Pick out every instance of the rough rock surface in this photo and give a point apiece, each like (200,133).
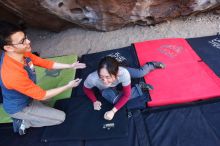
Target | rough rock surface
(104,15)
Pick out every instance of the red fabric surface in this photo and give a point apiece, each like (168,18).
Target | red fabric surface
(186,78)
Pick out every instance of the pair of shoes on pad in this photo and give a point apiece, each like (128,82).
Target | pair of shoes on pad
(19,127)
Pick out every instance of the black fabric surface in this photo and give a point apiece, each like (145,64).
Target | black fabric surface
(83,122)
(208,48)
(137,135)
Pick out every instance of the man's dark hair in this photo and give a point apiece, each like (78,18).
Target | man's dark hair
(6,30)
(111,65)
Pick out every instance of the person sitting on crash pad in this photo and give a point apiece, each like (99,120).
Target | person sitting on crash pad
(21,95)
(108,75)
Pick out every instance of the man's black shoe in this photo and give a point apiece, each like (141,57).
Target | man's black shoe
(156,64)
(145,87)
(18,126)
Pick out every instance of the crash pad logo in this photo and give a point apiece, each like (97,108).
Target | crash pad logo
(215,43)
(170,50)
(117,56)
(108,126)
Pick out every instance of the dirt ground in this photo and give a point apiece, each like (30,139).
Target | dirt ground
(80,41)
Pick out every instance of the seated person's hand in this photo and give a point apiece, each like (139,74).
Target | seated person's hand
(74,83)
(97,105)
(109,115)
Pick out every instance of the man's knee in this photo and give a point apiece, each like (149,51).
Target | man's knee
(62,117)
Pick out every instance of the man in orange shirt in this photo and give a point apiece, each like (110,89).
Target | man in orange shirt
(21,95)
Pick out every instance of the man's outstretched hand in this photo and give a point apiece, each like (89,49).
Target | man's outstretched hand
(78,65)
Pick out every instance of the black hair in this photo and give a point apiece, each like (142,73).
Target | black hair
(111,65)
(6,30)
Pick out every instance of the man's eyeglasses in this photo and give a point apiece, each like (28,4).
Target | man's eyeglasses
(21,41)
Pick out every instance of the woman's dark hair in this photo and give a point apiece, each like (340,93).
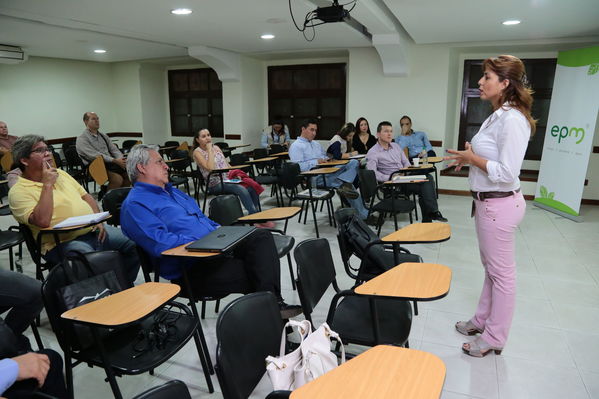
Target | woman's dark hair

★ ★ ★ ★

→ **Work to be completed**
In the records above, locate each line with the word "woman". Copy all such lines.

→ **Task response**
Pick out every instance of the woman's dark hair in this photo and give a point apiece, each like (340,93).
Target | woman's dark hair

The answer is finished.